What the task asks:
Render every entry exactly as it appears.
============
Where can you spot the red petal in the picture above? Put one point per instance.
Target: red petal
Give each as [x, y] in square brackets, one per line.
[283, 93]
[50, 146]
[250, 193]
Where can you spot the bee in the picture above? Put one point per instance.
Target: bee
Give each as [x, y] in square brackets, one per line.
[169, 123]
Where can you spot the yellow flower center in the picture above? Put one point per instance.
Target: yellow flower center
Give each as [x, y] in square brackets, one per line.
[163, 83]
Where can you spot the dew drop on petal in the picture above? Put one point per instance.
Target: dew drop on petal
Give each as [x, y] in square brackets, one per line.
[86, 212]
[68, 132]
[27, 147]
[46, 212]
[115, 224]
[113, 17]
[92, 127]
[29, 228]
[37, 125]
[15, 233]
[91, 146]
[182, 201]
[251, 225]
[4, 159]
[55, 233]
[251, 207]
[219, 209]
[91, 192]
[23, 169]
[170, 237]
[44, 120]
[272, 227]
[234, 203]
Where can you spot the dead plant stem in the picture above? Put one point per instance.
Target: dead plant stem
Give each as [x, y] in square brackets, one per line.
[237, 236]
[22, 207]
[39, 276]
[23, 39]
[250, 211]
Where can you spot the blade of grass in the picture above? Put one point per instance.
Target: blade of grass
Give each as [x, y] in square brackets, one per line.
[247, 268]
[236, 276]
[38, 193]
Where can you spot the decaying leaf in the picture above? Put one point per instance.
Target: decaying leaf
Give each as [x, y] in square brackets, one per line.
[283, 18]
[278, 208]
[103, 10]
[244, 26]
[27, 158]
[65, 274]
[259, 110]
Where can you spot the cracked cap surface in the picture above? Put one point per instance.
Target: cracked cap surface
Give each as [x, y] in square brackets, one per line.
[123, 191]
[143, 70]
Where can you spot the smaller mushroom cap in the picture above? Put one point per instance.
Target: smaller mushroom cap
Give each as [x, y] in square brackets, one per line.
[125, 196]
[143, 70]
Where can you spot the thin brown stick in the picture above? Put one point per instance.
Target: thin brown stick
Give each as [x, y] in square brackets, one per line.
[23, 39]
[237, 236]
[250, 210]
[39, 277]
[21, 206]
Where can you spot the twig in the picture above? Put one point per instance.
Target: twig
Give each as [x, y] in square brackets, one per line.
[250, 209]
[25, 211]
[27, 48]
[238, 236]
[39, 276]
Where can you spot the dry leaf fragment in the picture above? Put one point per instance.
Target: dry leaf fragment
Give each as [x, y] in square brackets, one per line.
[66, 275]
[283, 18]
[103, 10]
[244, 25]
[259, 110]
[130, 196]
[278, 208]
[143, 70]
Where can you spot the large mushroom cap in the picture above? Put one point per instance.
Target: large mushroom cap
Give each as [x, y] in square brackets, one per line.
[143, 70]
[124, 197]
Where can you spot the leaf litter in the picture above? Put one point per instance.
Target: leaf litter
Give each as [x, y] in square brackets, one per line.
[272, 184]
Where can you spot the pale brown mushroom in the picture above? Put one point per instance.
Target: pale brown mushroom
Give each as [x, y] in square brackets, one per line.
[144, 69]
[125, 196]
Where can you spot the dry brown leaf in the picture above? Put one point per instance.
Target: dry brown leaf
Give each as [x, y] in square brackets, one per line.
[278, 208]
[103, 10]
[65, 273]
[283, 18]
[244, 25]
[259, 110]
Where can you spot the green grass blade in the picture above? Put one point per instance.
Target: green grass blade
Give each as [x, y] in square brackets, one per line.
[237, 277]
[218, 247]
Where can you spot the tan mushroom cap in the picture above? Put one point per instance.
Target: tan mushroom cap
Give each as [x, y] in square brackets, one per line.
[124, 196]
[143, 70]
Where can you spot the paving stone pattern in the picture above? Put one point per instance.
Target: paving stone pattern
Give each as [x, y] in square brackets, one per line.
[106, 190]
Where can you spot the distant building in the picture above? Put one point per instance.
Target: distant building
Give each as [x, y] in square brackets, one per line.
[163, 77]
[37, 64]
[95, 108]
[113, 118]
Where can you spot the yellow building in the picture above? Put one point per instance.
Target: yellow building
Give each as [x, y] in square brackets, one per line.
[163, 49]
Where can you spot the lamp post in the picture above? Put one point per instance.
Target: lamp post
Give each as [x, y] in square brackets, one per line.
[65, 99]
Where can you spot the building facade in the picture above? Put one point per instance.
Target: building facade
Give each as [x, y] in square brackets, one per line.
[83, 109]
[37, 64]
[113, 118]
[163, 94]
============
Answer to the task:
Where can you spot the red petal in the picture above? Put one point per instance.
Target: red petal
Give each as [x, y] in square brackets, one per line.
[283, 93]
[50, 146]
[250, 193]
Where can you spot the bee in the picture above? Put one point per instance.
Target: bee
Give each as [x, y] in square brackets, one per line.
[169, 123]
Where can you spot the yellow flower center in the picture above? Put one point per instance.
Target: yellow flower center
Give each as [x, y] in square brackets, one per line.
[163, 83]
Where can you spot the dew drop on petal in the picture above? Put one point per instance.
Target: dew drop on petal
Give each as [x, y] in square brackets, one per line.
[86, 212]
[68, 132]
[27, 147]
[46, 212]
[115, 224]
[113, 17]
[92, 127]
[29, 228]
[37, 125]
[15, 233]
[91, 146]
[182, 201]
[251, 225]
[4, 159]
[55, 233]
[251, 207]
[219, 209]
[91, 192]
[23, 169]
[170, 237]
[44, 120]
[272, 227]
[234, 203]
Where can you spot the dead plant stem in the picture above? Put one point per instance.
Target: dead plant stem
Give each as [x, y] in square brackets, one per line.
[237, 236]
[22, 207]
[39, 276]
[23, 39]
[250, 211]
Where can you spot the blade of grass in the picture above? Put one point per instance.
Target: blade of grass
Give each as [x, y] in square brackets, one per line.
[247, 268]
[236, 276]
[38, 193]
Where can you spot the decaying leaf in the picture above? Put one point per instance.
Target: decaying leaf
Give each as [x, y] in square brackets, one per line.
[283, 18]
[278, 208]
[103, 10]
[244, 26]
[27, 158]
[65, 274]
[259, 110]
Where can you spot the cracked cap surface in the picture above? Put one point per instance.
Target: cracked cap surface
Give each as [x, y] in square brackets, one per line.
[123, 191]
[143, 70]
Where can you spot the smaller mushroom cap in the picture above? Put one point per instance.
Target: smaller mushroom cap
Give each as [x, y] in square brackets, one per line.
[125, 196]
[143, 70]
Where can you spot the thin brown stick in the picture above? Put one point per instance.
Target: thin brown stick
Give each as [x, y] in square brackets, one per line.
[23, 39]
[237, 236]
[250, 210]
[39, 277]
[21, 206]
Where can you spot the twig in the picture above? Put one point per instance.
Target: twig
Give each as [x, y] in square brackets, one per line.
[250, 209]
[25, 211]
[27, 48]
[238, 236]
[39, 276]
Where can you spot the dry leaf fragment in the picture above? Put one point per instance.
Target: dry leaf fragment
Give each as [x, y] in square brackets, one per line.
[66, 275]
[283, 18]
[103, 10]
[244, 25]
[259, 110]
[130, 196]
[278, 208]
[143, 70]
Where can you spot the large mushroom cap in the picture above? Put one point per instance.
Target: large mushroom cap
Give each as [x, y] in square brackets, one per line.
[143, 70]
[124, 197]
Where can you spot the leaf litter in the picture above? Put one point per instance.
Target: leaf litter
Give each as [x, y] in square brackets, one per line.
[272, 184]
Where can you spot the pale brown mushroom in the picture above? Put one point per instance.
Target: pale brown mushroom
Give each as [x, y] in square brackets, one per line.
[144, 69]
[125, 196]
Where can you spot the dry brown leaf in the picture above? Put one point per instance.
Target: dry brown leaf
Give each as [x, y] in square brackets, one per line.
[278, 208]
[103, 10]
[65, 273]
[283, 18]
[244, 25]
[259, 110]
Where can you spot the green grass blade in the picture above? Put one point per instance.
Target: green grass blade
Give each as [x, y] in square brackets, one per line.
[237, 277]
[218, 247]
Where can you spot the tan mushroom cap in the picture above? Put one point per instance.
Target: tan mushroom cap
Give each as [x, y] in square brackets, one per line.
[124, 196]
[143, 70]
Where can you spot the paving stone pattern in the picture above? Put one point per instance.
Target: paving stone pattern
Give each as [x, y] in square brackets, one per line.
[106, 190]
Where can you spot the distant building in the picture above? Put one point per instance.
Target: distant building
Give each as [x, y] in square brackets, one per line.
[163, 77]
[37, 64]
[95, 108]
[113, 118]
Where can you spot the yellow building in the picture above? Put one point per instance.
Target: yellow building
Give each as [x, y] in square brackets, one per line.
[163, 49]
Where can you spot the lamp post in the picture above? Put one point per instance.
Target: lamp post
Give each as [x, y] in square brackets, one per line.
[65, 99]
Where can you spot the building facade in the picture above? Put one point per instance.
Target: building facade
Give each as [x, y] in square brackets, one per line.
[83, 109]
[37, 64]
[113, 118]
[163, 94]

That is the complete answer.